Author of Mississippi personhood bills reveals IVF intentions

March 5th, 2012 | Posted by Atlee Breland in Legislation | Mississippi - (Comments Off)

Mississippi Rep. Andy Gipson is sponsoring not one but two personhood bills in the Legislature this year: HC-61 and HC-80.

Both bills claim to have exemptions to protect IVF and birth control, and Rep. Gipson has stated publicly that he has no intention of preventing families from using IVF. However, Rep. Gipson’s other sponsored legislation tells a different story.

This session, Rep. Gipson is sponsoring HB-1114, which calls itself the “Embryo Adoption and Ethical Treatment of Human Embryos Act”. This bill requires that doctors attempt to fertilize no more than two eggs, a measure which would effectively end IVF in Mississippi.

HB-1114 would prevent doctors from cryopreserving embryos for future cycles, because of the substantial risk of damage to the embryo from the cryopresevation process. Not only would that dramatically affect success rates, but it also threatens IVF patients’ health.

Mississippi doctors cannot continue to offer IVF to patients under the restrictions imposed by HB-1114. Families will be forced to seek medical treatment in other states or even other countries.

The doctors, nurses, and medical organizations who treat infertility, and who understand the medical issues involved, know that personhood raises grave concerns for their ability to practice medicine. They know that bills like HB-1114 would prevent them from helping patients build their families through medical treatment.

When you hear that bills like HC-80 “wouldn’t stop IVF”, ask yourself if you know the whole story. Ask yourself if those bills might still impose incredibly severe restrictions that would prevent doctors from treating infertility according to the current medical standards of care. And ask any infertility specialist whether he or she would be able to practice medicine in the face of these laws.

IUDs: over 2 million women, many unanswered questions

February 27th, 2012 | Posted by Atlee Breland in Birth Control | Legislation - (25 Comments)

■ **WHAT YOU NEED TO DO**:
From the post on the Mississippi personhood bills, write out word for word the part that opens with the words containing "When you hear" and closes with "of these laws.".

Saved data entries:

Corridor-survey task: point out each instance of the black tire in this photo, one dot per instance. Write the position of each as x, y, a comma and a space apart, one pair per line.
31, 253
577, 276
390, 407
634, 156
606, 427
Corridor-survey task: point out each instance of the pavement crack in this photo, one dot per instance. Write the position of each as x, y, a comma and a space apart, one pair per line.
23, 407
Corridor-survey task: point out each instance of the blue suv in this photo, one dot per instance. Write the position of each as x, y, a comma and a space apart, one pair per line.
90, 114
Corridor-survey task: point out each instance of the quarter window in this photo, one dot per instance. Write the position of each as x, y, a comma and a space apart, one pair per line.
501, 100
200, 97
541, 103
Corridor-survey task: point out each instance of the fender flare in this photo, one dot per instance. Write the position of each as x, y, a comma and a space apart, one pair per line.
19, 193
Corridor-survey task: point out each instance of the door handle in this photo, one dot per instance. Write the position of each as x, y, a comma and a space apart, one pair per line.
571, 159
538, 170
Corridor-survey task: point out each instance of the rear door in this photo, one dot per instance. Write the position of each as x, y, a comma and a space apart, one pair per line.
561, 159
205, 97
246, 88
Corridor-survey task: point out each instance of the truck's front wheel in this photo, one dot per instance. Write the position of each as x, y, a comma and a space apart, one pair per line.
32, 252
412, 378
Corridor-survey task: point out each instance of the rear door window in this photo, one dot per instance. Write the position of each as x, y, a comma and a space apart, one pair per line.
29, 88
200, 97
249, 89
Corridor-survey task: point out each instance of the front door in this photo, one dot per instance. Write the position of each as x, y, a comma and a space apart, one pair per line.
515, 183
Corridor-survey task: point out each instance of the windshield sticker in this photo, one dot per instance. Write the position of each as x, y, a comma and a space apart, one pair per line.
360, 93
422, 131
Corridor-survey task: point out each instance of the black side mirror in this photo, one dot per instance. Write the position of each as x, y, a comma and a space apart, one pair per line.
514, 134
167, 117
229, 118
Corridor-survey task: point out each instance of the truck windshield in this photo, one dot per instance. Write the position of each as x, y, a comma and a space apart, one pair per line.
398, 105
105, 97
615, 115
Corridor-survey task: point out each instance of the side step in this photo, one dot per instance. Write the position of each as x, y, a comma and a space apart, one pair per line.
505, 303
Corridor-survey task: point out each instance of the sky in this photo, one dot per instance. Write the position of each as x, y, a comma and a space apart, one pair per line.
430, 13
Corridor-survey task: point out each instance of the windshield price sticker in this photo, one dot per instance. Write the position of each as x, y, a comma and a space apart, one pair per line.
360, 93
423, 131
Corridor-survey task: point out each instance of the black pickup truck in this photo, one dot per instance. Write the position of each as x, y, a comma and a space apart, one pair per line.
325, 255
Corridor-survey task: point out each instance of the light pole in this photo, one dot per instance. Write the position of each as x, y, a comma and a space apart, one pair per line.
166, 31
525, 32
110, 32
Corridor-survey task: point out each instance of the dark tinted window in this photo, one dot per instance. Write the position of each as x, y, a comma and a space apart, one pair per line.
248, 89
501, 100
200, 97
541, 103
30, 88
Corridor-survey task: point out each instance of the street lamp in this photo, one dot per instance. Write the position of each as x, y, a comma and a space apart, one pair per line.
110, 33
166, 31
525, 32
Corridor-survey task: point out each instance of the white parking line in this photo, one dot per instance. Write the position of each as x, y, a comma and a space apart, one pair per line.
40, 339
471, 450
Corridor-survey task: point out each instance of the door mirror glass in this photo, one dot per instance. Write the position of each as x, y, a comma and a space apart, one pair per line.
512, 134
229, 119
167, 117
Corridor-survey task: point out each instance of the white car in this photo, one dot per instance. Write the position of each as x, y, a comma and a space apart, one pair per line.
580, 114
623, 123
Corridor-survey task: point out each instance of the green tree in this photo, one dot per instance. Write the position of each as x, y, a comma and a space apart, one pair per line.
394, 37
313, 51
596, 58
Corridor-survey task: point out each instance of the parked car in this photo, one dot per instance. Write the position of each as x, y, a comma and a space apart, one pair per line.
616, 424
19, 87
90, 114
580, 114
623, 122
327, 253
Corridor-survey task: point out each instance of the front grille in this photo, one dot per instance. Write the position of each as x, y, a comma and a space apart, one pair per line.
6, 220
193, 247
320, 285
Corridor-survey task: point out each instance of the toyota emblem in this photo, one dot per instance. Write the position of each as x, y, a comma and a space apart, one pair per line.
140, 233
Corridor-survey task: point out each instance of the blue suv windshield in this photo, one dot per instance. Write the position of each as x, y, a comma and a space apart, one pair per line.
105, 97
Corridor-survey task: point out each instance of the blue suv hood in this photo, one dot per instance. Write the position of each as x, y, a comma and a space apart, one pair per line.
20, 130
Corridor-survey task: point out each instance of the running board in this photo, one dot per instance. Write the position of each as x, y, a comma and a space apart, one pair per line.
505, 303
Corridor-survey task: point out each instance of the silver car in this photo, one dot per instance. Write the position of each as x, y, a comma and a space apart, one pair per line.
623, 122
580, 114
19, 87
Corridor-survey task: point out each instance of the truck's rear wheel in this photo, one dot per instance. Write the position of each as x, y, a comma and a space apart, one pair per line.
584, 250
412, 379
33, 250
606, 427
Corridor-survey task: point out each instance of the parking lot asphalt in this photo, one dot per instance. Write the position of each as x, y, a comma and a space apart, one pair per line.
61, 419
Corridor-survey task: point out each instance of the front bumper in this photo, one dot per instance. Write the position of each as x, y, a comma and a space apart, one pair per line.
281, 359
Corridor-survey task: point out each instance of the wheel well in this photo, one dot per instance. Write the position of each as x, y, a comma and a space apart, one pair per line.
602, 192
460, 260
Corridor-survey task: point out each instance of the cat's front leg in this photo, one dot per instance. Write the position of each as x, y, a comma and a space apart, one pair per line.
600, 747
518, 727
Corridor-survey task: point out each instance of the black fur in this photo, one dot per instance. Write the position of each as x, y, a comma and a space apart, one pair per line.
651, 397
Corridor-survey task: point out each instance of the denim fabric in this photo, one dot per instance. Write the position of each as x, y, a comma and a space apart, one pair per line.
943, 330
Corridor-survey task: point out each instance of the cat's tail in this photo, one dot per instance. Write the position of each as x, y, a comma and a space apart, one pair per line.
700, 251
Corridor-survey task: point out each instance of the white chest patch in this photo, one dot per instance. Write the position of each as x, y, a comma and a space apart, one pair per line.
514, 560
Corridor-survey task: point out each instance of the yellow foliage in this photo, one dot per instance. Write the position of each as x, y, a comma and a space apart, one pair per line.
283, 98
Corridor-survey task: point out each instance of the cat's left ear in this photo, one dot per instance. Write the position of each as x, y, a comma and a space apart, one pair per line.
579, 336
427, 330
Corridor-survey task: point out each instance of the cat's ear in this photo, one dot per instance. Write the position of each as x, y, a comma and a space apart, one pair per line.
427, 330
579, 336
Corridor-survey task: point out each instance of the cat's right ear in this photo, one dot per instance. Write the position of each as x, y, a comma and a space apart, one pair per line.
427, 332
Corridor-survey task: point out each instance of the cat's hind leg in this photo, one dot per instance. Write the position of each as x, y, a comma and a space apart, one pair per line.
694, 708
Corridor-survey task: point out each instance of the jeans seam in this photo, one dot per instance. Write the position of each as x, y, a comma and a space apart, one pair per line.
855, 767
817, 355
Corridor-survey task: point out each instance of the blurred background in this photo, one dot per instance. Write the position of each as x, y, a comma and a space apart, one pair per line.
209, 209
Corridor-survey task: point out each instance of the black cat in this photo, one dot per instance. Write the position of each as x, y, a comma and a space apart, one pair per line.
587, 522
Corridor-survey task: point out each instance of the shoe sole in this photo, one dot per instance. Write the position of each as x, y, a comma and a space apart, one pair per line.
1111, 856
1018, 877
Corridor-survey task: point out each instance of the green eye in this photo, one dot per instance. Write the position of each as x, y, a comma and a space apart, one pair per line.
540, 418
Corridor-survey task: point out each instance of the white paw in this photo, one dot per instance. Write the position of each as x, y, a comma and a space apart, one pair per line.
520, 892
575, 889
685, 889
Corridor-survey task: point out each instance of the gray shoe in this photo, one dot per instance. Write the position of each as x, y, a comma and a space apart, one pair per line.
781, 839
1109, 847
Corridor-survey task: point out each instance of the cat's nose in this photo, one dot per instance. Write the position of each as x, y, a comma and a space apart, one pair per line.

■ **OUTPUT FOR THIS TASK**:
When you hear that bills like HC-80 “wouldn’t stop IVF”, ask yourself if you know the whole story. Ask yourself if those bills might still impose incredibly severe restrictions that would prevent doctors from treating infertility according to the current medical standards of care. And ask any infertility specialist whether he or she would be able to practice medicine in the face of these laws.